● Material

-------------------------

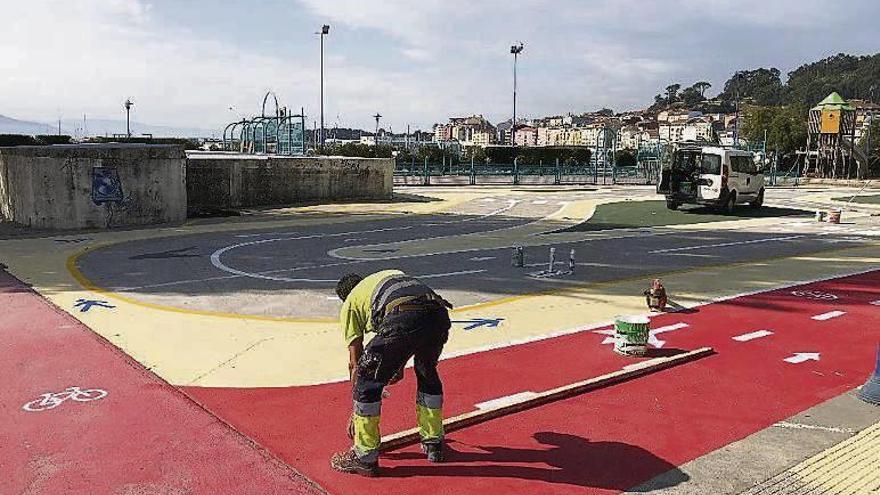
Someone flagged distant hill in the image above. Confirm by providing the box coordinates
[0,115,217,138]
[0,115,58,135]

-------------------------

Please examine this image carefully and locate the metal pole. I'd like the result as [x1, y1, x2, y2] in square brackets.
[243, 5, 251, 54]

-------------------------

● What is needed
Format the data from the line containing "Please examine this" down through the line containing "[243, 5, 251, 54]" as a two-column CSV with the headers input and output, giving one row for each input with its output. Put each value in a single quoted field and replace any line breaks with spaces.

● Written response
input,output
"Please examine this image carefully and locate the metal pole. I'd like the result as [x1, y1, x2, y2] in square brackets.","[243, 5, 251, 54]"